**やること**
「amen」の制作についてのインタビュー抜粋を、2文で要約せよ。

**本文抜粋**
+---+
新SG『LOSER/ナンバーナイン』インタビュー
米津玄師が考える、音楽表現の過去・現在・未来「自分はスクラップの寄せ集めみたいなもの」
「“もうお前は変わらなきゃいけないんだよ”と誰かに言われているような気がして」
――カップリングの「amen」は素晴らしい曲ですね。打ち込みによるコラージュ的な音作りは、歌詞の世界とも相まって、米津さん自身の心象風景がダイレクトに変換されているような印象を受けました。この曲はどのタイミングで作ったんですか。
米津:両A面で行こうと決まった後、最後に作った曲ですね。日常的に、YouTubeとかで他の人が作った曲を聴いて、“自分ならどんなメロディと言葉を乗せるかな”と考える遊びのようなものをよくするんですけど、その最中に、<お願い パパ ママ この世に生まれたその意味を>というメロディと言葉がいっぺんに出てきて。ここまで長いセンテンスが出て来る経験はこれまでなかったので、拡大させてみようと思ってできた曲です。もう、何も考えずに作ったからこうなった、という感じがしますね。
+---+
**提供資料**
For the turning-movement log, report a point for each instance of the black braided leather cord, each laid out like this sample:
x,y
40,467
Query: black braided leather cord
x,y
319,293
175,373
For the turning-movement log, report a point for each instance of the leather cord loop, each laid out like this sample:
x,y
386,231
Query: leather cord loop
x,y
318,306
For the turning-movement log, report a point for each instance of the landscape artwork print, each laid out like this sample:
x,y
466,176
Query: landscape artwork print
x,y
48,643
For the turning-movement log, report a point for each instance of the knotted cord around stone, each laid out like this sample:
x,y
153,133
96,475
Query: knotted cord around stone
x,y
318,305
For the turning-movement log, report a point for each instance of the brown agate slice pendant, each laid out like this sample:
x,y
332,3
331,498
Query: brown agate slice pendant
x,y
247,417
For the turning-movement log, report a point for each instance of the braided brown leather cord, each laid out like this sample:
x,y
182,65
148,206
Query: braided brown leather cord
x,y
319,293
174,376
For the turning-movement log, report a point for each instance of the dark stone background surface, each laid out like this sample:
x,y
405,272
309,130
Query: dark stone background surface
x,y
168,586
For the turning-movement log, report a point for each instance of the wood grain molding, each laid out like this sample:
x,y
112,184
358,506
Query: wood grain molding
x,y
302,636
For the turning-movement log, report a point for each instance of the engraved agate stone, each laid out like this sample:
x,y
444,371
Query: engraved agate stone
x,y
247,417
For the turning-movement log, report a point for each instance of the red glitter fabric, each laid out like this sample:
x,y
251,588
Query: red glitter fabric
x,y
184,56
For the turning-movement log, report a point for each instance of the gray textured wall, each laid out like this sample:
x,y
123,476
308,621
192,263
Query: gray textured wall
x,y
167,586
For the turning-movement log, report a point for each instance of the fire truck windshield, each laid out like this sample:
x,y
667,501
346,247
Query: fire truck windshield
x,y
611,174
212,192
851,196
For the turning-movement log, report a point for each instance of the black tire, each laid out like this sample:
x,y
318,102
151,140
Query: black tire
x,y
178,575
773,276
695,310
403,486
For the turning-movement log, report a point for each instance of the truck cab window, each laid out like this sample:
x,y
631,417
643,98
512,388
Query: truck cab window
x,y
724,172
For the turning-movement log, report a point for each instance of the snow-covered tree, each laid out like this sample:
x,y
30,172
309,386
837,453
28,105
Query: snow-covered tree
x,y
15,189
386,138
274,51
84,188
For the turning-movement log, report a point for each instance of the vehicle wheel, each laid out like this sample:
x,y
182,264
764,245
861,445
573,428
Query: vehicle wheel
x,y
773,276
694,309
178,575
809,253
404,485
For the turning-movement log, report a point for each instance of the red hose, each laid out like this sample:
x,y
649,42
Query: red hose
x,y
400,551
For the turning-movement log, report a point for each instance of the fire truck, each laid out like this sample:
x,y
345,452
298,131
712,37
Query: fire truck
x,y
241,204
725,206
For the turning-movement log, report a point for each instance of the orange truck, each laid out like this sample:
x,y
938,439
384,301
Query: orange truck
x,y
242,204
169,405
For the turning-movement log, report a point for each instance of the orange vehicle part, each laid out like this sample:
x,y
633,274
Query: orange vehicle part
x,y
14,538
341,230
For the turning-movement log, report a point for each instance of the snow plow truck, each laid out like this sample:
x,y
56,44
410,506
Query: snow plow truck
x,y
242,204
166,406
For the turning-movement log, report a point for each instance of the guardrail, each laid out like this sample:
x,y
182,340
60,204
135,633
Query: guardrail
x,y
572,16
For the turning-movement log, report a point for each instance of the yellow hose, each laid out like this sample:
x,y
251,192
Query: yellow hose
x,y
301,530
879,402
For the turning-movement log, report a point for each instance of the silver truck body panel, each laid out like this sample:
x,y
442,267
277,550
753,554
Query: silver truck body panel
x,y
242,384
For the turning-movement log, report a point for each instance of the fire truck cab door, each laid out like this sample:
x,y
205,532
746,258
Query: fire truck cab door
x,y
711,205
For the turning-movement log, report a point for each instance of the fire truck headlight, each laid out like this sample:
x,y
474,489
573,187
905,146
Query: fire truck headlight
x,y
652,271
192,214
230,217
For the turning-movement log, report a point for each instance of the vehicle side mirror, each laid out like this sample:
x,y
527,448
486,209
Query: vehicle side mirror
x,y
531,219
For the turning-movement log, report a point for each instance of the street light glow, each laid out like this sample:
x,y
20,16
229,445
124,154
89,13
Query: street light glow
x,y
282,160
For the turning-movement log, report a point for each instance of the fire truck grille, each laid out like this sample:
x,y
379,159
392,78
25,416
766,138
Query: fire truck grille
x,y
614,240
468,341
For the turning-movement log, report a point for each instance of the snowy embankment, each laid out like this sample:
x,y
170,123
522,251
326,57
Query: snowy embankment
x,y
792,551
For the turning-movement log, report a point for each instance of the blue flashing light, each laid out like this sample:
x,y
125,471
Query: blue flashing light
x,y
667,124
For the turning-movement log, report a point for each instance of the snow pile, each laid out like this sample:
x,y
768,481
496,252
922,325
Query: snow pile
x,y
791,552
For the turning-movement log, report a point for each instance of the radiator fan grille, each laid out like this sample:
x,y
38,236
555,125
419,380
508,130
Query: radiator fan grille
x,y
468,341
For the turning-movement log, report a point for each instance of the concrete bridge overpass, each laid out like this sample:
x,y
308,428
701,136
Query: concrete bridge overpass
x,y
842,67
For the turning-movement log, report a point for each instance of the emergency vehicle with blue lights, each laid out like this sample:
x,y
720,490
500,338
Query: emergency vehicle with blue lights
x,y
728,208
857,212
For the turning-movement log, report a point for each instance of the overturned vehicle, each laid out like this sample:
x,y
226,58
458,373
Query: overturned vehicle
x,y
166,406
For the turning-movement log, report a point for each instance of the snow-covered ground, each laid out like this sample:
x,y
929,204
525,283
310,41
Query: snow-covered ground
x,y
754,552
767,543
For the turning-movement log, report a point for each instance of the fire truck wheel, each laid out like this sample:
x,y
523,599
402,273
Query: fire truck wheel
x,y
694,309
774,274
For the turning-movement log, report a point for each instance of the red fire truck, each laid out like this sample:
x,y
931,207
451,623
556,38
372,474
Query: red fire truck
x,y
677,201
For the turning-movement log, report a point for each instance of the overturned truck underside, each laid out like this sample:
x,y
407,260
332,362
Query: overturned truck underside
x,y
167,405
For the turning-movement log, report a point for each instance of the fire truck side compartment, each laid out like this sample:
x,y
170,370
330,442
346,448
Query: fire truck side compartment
+---+
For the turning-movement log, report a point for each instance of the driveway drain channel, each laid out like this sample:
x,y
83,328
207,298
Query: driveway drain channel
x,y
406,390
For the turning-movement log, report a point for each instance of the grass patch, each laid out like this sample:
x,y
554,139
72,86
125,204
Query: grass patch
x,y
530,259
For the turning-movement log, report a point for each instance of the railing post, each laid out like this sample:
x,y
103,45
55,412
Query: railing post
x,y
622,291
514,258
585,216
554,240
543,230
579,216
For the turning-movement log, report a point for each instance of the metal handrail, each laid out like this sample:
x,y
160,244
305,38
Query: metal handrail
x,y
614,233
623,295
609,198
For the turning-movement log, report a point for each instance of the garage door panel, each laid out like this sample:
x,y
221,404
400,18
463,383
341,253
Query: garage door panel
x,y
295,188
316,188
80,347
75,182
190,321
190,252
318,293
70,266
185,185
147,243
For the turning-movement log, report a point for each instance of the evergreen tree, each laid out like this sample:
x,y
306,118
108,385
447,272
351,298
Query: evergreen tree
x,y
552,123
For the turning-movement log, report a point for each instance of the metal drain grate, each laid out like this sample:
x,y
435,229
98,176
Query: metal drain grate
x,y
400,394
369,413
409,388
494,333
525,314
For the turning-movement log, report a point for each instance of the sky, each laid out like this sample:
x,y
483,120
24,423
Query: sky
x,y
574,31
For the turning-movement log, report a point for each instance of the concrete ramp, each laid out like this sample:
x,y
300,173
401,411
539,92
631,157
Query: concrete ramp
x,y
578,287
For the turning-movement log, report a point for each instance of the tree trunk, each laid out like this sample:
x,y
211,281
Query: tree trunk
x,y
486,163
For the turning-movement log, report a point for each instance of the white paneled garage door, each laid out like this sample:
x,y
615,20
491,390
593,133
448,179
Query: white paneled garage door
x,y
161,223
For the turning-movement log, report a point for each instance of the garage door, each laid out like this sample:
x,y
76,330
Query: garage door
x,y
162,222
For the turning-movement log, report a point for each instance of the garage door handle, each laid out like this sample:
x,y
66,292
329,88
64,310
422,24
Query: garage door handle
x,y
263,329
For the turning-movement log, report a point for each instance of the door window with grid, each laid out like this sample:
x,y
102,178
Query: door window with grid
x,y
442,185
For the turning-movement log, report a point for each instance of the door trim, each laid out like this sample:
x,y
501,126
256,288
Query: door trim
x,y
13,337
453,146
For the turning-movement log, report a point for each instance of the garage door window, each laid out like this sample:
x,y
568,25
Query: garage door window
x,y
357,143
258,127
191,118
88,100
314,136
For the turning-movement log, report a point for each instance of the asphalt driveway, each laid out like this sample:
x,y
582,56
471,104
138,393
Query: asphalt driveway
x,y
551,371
+---+
**解答**
カップリング曲「amen」は、両A面で行くと決まった後に米津玄師が最後に作った曲である。他人の曲を聴いて自分ならどんなメロディと言葉を乗せるかを考える遊びの最中に、長いメロディと言葉がいっぺんに出てきたため、それを拡大させて作ったという。